§ **Required task 1**: Could you reproduce the article on Keppel T&T's 2014 results, starting with "On first glance, there" and going on through "13 times earnings."?

§ **Page excerpt**:
Why Investors Should Not Be Too Excited About Keppel Telecom & Transport Ltd’s 290% Earnings Growth

Logistics and data centre outfit Keppel Telecom & Transport Ltd. (SGX: K11) announced its full-year results for 2014 yesterday evening.

On first glance, there is much to celebrate. Revenue for the year grew by 34.6% to S$224.6 million; operating profit made a remarkable multi-fold jump from S$33.3 million in 2013 to S$278.9 million; net profit also achieved a sizeable increase of 290% by spiking from S$63.2 million a year ago to S$246.6 million.

For a company with a sizeable market capitalisation of S$800 million, Keppel T&T is now trading at an eye-popping price to earnings (PE) ratio of just 3.3. For some context on how low that is, the SPDR STI ETF (SGX: ES3), an exchange-traded fund which tracks Singapore’s market barometer the Straits Times Index (SGX: ^STI), is valued at around 13 times earnings.

Yet, investors should not be overly excited about the company’s latest results.

Stagnant operating results

Let’s start with the reasons for the firm’s big profit jump first. In 2014, Keppel T&T earned S$245.5 million in “other income,” with the bulk of that income coming from the one-time sale of two data centres and the firm’s stakes in some of its subsidiaries and associated companies. According to the company’s announcement:

“Excluding the one-off gains, operating results for the full year would be 21% higher than last year due largely to sundry income and distributions from other investments during the year.”

§ **Data extract**:
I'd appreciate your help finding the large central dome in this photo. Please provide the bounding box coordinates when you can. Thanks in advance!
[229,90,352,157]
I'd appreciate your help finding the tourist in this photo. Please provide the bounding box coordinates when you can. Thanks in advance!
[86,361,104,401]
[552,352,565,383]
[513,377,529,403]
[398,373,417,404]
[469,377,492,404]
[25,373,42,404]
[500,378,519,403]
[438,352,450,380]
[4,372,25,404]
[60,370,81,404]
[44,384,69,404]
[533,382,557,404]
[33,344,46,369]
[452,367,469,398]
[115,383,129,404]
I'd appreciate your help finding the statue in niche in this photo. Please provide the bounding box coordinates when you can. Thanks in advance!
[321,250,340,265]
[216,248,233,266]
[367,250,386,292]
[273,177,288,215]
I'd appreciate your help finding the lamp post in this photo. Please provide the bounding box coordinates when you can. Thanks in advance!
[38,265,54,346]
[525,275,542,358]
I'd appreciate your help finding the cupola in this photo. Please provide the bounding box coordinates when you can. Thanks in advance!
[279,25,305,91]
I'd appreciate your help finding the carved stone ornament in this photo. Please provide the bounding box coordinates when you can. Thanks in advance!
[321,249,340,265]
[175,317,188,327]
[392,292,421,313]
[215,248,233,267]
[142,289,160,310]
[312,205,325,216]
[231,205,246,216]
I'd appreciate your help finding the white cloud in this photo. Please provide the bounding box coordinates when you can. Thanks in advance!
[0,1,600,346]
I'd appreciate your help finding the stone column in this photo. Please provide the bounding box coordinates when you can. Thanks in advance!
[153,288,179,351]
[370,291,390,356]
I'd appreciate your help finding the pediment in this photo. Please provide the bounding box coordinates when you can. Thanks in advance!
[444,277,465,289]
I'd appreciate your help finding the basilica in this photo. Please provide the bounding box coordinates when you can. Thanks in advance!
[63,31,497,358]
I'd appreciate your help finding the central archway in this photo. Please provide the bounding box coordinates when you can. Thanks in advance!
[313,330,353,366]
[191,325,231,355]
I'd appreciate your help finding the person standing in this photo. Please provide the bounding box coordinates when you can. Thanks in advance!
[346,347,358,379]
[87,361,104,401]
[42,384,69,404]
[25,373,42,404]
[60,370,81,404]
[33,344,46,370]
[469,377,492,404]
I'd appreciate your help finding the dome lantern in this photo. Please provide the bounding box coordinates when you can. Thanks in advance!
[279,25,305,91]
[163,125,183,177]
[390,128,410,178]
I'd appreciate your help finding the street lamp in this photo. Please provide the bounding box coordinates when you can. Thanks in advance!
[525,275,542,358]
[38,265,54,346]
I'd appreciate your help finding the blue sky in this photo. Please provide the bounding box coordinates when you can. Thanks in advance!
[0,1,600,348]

§ **Required task 2**: Could you shift every bounding box coordinate up by 47 in the entries, starting with the line with "I'd appreciate your help finding the carved" and going on through the line with "[0,1,600,346]", and give back all of those lines and only those, with everything else in them unchanged?

§ **Correct output 1**:
On first glance, there is much to celebrate. Revenue for the year grew by 34.6% to S$224.6 million; operating profit made a remarkable multi-fold jump from S$33.3 million in 2013 to S$278.9 million; net profit also achieved a sizeable increase of 290% by spiking from S$63.2 million a year ago to S$246.6 million.

For a company with a sizeable market capitalisation of S$800 million, Keppel T&T is now trading at an eye-popping price to earnings (PE) ratio of just 3.3. For some context on how low that is, the SPDR STI ETF (SGX: ES3), an exchange-traded fund which tracks Singapore’s market barometer the Straits Times Index (SGX: ^STI), is valued at around 13 times earnings.

§ **Correct output 2**:
I'd appreciate your help finding the carved stone ornament in this photo. Please provide the bounding box coordinates when you can. Thanks in advance!
[368,296,387,312]
[222,364,235,374]
[439,339,468,360]
[262,295,280,314]
[189,336,207,357]
[359,252,372,263]
[278,252,293,263]
I'd appreciate your help finding the white cloud in this photo. Please provide the bounding box coordinates when you can. Thanks in advance!
[47,48,647,393]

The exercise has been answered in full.